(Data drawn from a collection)
* * *
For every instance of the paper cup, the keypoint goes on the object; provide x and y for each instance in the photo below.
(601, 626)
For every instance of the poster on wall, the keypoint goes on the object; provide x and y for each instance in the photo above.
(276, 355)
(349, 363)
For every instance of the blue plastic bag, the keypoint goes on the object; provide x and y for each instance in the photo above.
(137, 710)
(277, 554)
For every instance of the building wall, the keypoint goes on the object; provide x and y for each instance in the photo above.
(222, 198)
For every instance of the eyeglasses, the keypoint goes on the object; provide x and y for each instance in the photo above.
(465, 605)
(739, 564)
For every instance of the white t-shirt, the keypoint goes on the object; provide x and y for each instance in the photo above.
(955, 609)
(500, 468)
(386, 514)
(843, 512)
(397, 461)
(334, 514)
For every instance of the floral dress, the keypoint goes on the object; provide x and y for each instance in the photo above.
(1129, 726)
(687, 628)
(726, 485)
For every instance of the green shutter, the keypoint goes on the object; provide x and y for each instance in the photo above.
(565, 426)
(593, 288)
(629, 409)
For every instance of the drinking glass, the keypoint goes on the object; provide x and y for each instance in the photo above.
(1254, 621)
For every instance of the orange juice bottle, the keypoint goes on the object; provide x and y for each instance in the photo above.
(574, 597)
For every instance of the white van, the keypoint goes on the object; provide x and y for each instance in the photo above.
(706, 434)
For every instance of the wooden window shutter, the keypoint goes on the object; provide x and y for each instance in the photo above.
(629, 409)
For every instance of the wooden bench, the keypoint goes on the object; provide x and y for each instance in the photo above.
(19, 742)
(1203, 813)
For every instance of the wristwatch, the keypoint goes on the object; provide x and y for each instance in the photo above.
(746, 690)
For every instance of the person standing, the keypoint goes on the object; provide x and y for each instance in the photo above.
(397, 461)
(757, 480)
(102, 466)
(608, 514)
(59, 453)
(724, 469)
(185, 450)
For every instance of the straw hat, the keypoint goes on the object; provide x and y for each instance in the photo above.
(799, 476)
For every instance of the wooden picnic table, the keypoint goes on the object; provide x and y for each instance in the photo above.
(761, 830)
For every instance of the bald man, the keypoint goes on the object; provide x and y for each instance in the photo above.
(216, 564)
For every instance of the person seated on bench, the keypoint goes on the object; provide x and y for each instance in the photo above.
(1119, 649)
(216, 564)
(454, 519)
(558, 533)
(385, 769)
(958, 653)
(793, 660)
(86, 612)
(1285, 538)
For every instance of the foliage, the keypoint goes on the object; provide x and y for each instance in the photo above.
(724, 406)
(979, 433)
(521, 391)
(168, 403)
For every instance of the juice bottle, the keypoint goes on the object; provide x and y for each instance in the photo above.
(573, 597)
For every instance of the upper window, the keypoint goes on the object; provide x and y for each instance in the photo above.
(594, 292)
* * *
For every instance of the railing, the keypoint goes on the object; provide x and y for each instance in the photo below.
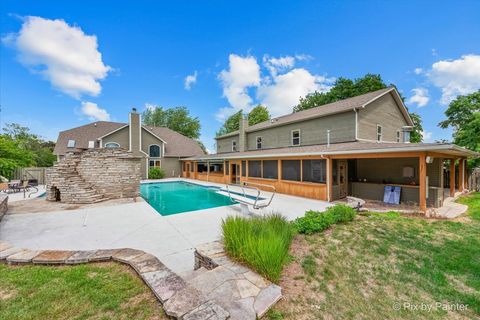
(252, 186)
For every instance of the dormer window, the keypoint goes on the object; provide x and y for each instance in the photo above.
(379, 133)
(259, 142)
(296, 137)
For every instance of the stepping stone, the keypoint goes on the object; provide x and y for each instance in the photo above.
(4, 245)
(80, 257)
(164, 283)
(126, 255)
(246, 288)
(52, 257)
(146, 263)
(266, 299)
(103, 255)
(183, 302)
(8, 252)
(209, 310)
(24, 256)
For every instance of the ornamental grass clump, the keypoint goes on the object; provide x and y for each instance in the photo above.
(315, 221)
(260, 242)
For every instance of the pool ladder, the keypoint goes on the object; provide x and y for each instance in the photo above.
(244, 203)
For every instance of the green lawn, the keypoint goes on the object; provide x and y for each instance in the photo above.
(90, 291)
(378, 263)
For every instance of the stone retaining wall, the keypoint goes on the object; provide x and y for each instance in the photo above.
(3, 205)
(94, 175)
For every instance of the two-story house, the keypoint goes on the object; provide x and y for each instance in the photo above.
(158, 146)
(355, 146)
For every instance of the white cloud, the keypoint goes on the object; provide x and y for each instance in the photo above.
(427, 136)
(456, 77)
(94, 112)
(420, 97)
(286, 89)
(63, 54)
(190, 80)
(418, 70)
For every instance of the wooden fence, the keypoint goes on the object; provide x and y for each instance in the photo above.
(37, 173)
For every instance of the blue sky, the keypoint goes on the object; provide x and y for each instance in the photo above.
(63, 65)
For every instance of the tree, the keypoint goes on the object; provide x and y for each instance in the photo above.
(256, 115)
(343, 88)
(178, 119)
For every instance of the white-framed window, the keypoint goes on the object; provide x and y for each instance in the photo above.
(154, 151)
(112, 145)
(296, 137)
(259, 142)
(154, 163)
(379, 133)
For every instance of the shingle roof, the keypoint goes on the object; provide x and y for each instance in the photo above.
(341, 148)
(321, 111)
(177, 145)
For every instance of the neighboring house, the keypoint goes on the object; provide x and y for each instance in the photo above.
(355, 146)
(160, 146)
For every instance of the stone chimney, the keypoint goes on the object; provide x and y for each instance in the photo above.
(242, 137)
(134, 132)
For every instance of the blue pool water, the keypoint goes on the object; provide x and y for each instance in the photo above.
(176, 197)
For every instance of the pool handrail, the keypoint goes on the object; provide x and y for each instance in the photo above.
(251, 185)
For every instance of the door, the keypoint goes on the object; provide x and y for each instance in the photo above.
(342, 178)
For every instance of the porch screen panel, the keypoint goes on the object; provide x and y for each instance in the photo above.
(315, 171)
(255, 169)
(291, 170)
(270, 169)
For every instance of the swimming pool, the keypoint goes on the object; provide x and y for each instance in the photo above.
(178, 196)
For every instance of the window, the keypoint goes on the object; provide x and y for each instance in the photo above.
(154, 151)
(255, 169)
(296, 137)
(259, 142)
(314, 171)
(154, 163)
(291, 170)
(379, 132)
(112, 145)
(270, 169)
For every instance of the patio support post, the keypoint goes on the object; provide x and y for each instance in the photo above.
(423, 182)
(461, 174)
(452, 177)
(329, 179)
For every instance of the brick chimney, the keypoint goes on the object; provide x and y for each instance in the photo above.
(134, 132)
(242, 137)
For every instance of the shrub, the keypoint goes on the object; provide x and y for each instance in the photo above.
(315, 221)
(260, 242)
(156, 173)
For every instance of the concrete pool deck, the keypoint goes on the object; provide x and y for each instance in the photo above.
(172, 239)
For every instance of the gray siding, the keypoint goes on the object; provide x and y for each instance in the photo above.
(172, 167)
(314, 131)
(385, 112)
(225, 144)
* * *
Pick out every line in the records above that contains the word "green", and copy each one.

For every instance of the green shutter, the keypoint goes on the object; provide x and y for each instance in the photo above.
For every instance of the green lawn, the keypoint goes on the object; provide x and y for each instance in the photo above.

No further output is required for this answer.